Optimize Spark jobs on EMR Cluster

This article is for Data Scientists and ML Engineers who are running Spark jobs using EMR cluster on AWS and have faced challenges debugging job failures. I will assume you already have EMR cluster up and running with EMR-5.20.0 version and above and Spark-2.3.0.

In this article, I will share my experience and challenges that I faced running Spark jobs in EMR cluster. EMR has a unique feature of being able to add as many Core and Task nodes to the cluster as needed to finish the job which sets it apart from other big data cluster, but to utilize all the resources that we can add to the cluster we need more in depth knowledge all the variables in play and how to fine tune them.

AWS EMR using Spark

1. PySpark vs Spark in Scala — First point to think about whether to create your driver program in Python or Scala. I started with Python as thats the most common language to Data Scientists these days and have had my share of challenges. First to note Python library is just a wrapper on top of Scala code, not that it would matter much but debugging is much bigger problem when you are running Spark jobs using PySpark. We tried to debug issues for 4 weeks with Python and had our fair share of challenges after which we decided to write the Spark code in Scala. It was bit of learning curve but it paid off to run your Spark code effectively on 10–500 node cluster. If you are looking to get help with compiling Scala on emr, go through this article.

EXERCISE DETAILS:
Return the passage of the Spark on EMR article between "This article is" and "fine tune them.", inclusive, copied word for word.

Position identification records
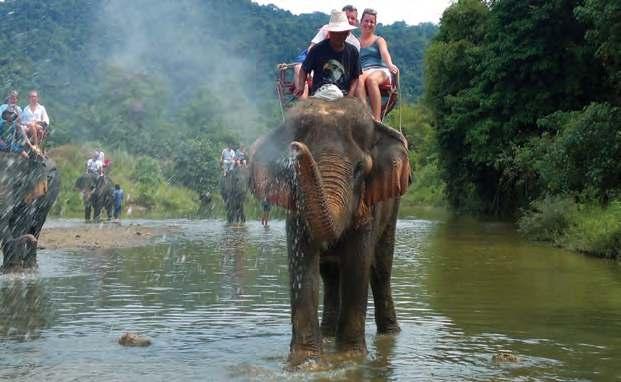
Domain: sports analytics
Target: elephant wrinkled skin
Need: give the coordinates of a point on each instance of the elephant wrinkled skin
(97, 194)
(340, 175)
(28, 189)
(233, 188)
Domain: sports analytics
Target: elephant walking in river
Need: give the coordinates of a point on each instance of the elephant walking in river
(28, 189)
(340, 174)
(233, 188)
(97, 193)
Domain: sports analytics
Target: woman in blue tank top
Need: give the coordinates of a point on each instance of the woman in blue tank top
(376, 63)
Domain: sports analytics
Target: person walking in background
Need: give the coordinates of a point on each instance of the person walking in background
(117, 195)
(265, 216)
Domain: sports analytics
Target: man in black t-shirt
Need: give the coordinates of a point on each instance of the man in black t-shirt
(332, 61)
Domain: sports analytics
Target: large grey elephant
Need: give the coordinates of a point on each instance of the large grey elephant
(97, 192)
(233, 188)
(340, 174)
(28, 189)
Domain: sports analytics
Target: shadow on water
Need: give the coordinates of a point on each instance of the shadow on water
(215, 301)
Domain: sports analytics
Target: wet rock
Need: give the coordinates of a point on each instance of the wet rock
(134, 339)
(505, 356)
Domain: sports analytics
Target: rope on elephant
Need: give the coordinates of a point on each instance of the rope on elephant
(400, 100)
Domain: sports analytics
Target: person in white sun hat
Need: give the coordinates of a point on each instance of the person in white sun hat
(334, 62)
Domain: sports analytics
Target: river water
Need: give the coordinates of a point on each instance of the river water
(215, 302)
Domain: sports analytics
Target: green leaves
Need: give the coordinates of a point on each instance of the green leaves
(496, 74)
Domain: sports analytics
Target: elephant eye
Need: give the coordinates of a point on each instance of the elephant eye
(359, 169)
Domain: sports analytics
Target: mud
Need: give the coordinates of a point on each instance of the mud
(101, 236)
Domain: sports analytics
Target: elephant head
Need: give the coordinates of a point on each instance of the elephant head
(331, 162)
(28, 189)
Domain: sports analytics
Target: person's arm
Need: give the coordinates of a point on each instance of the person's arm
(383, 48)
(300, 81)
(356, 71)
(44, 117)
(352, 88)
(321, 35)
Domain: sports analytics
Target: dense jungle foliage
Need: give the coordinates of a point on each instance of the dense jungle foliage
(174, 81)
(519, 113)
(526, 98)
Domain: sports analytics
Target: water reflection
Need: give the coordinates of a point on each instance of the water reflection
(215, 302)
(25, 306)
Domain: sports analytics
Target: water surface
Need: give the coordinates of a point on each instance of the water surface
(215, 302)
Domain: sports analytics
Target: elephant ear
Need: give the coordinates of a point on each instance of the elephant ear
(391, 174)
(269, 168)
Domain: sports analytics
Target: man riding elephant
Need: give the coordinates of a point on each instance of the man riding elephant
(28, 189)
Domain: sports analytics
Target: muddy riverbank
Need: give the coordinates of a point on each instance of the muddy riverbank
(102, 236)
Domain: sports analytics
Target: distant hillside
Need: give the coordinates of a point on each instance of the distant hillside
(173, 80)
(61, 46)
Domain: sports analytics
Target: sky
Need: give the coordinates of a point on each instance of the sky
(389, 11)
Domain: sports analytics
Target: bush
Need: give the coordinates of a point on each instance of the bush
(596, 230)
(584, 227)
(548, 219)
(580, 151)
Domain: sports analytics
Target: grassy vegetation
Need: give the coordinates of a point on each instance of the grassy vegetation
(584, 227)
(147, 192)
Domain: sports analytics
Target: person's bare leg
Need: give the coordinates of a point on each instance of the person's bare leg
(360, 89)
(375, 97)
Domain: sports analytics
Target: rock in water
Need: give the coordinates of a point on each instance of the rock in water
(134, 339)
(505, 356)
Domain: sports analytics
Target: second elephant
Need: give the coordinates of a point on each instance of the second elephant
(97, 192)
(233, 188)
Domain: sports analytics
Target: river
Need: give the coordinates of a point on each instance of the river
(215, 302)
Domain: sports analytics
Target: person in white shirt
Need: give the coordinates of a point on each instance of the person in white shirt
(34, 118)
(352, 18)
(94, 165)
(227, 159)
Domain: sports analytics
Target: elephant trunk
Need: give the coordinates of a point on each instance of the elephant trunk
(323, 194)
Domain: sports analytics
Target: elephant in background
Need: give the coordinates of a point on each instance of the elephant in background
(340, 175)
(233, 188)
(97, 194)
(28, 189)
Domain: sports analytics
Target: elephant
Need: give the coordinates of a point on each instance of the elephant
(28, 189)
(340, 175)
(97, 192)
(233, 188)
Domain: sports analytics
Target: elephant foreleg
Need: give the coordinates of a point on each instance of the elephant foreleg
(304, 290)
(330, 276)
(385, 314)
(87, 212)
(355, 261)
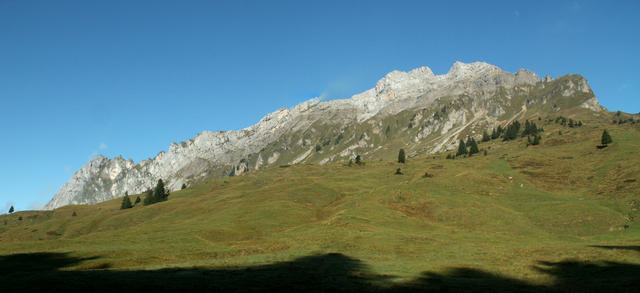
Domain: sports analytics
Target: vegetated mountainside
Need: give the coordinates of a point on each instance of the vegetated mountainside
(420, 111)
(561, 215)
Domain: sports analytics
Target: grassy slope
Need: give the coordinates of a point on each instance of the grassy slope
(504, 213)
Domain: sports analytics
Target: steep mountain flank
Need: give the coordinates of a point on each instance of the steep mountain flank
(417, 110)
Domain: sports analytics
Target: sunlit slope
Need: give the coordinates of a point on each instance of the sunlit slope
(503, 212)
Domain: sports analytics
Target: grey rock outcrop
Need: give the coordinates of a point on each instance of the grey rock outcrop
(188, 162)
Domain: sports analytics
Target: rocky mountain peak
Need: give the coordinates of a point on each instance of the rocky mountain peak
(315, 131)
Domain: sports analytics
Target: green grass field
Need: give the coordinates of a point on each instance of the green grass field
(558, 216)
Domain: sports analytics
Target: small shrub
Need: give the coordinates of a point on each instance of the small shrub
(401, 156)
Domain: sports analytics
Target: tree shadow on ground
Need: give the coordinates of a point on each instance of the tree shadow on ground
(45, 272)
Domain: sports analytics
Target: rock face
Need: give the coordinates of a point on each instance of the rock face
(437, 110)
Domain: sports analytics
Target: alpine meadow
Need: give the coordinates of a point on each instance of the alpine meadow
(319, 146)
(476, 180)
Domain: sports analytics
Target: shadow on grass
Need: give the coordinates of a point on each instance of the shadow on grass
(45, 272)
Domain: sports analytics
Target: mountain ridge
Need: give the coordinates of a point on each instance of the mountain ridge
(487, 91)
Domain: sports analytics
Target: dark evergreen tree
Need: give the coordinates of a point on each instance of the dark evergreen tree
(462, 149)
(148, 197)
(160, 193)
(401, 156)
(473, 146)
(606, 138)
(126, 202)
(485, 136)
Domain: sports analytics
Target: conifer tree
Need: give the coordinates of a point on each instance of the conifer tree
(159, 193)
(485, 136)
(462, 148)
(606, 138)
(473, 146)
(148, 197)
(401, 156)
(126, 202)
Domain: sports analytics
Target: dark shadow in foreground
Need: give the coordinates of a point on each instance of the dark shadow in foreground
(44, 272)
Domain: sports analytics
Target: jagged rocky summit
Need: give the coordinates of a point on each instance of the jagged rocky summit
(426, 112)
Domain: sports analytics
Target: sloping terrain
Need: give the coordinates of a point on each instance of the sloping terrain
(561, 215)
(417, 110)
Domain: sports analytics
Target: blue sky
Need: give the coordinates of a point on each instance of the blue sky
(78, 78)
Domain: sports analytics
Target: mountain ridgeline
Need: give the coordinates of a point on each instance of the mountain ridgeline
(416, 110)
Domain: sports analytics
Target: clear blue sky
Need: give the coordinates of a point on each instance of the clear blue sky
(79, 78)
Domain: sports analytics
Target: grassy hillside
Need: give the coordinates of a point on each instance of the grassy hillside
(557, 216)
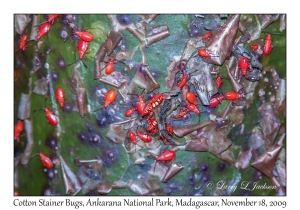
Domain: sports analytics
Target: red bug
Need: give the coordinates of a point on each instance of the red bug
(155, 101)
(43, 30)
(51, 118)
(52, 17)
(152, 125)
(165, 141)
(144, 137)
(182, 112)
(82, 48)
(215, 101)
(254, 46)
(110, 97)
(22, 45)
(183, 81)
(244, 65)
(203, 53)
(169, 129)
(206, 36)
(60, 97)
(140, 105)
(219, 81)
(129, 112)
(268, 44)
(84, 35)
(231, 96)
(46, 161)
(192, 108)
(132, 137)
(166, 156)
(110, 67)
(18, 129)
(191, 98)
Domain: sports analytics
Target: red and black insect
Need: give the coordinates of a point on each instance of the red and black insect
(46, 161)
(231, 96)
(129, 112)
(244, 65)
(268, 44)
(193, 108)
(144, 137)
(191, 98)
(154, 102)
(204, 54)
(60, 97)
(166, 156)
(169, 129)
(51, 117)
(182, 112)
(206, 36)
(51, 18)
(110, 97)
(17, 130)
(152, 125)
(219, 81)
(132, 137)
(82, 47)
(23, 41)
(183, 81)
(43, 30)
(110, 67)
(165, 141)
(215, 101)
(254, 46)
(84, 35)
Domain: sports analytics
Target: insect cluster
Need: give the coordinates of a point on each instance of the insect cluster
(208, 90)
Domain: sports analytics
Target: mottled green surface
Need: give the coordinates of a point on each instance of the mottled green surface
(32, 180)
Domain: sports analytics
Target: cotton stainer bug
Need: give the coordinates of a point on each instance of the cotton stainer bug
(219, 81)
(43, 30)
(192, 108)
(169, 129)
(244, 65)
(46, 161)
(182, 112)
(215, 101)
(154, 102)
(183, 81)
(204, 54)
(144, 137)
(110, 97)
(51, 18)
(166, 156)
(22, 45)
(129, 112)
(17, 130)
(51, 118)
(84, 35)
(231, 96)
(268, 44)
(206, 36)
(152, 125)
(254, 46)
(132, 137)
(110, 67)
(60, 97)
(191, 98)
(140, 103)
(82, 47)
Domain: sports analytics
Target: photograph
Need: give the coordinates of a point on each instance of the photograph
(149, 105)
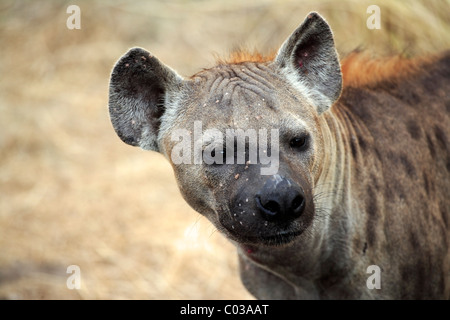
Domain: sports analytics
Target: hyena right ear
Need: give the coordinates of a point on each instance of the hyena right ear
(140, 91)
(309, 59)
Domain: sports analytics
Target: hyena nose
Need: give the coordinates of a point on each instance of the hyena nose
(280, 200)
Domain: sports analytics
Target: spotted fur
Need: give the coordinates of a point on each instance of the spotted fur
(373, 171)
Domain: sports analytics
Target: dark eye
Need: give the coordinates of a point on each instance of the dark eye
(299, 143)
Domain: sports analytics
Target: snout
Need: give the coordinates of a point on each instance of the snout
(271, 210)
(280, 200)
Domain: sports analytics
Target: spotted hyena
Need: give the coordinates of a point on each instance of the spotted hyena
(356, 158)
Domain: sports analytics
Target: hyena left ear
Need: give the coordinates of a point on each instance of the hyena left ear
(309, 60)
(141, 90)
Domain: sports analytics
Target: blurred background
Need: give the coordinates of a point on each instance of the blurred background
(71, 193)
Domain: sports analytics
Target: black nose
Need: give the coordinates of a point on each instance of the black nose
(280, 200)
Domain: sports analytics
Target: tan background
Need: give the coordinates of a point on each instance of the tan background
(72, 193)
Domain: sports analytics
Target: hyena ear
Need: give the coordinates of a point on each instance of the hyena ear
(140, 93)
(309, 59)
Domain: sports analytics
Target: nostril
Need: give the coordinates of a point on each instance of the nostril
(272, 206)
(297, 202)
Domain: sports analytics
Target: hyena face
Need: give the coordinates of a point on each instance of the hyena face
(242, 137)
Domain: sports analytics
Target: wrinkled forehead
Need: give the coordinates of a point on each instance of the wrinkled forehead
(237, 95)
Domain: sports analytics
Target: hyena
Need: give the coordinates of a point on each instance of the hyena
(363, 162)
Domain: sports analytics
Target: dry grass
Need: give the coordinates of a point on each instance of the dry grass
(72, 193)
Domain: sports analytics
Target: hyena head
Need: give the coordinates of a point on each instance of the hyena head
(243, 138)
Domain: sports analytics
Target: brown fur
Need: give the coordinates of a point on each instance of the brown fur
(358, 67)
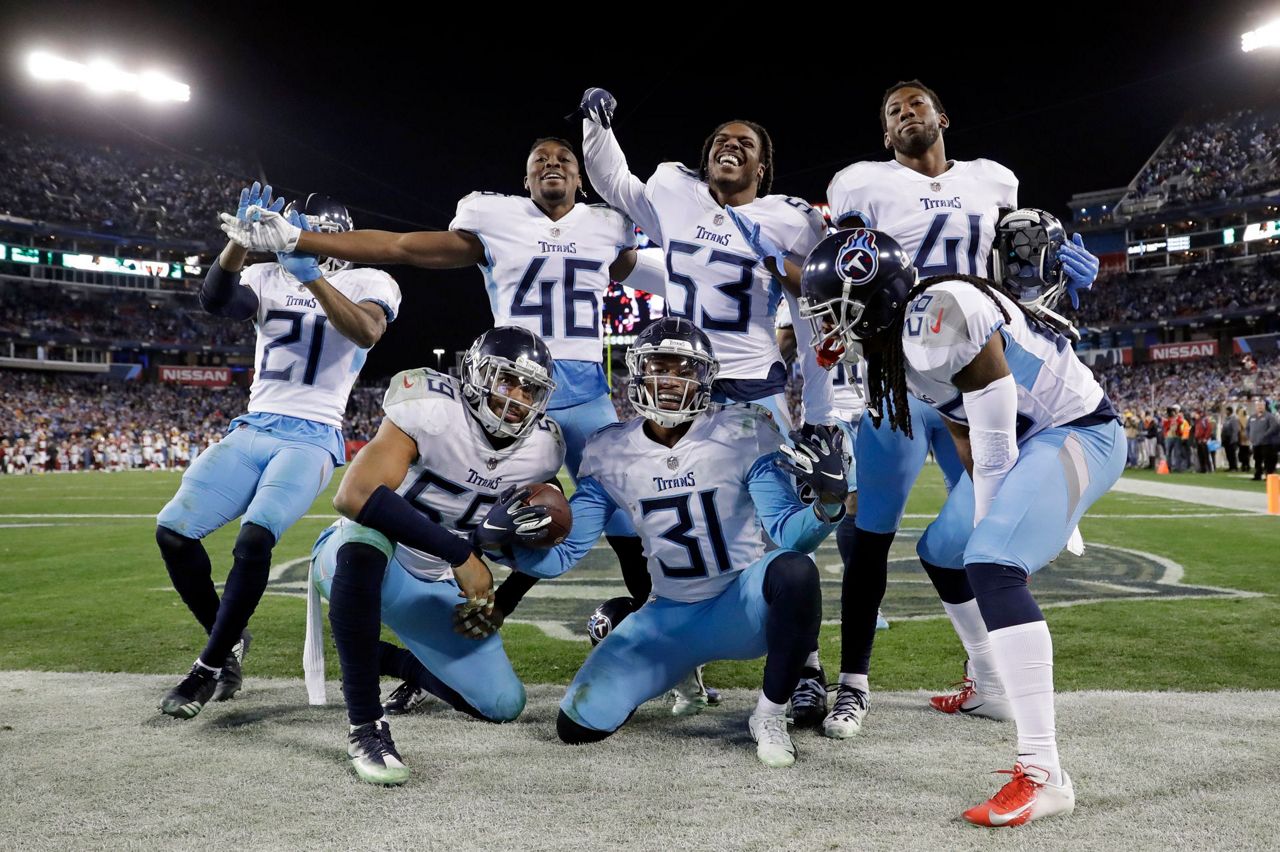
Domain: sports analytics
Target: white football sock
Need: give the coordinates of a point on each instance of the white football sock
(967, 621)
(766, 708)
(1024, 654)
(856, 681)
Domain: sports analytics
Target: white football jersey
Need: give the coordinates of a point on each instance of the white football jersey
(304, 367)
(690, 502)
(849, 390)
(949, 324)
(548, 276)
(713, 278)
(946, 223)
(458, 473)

REPLY:
This article is for Data Scientists and ML Engineers who are running Spark jobs using EMR cluster on AWS and have faced challenges debugging job failures. I will assume you already have EMR cluster up and running with EMR-5.20.0 version and above and Spark-2.3.0.

In this article, I will share my experience and challenges that I faced running Spark jobs in EMR cluster. EMR has a unique feature of being able to add as many Core and Task nodes to the cluster as needed to finish the job which sets it apart from other big data cluster, but to utilize all the resources that we can add to the cluster we need more in depth knowledge all the variables in play and how to fine tune them.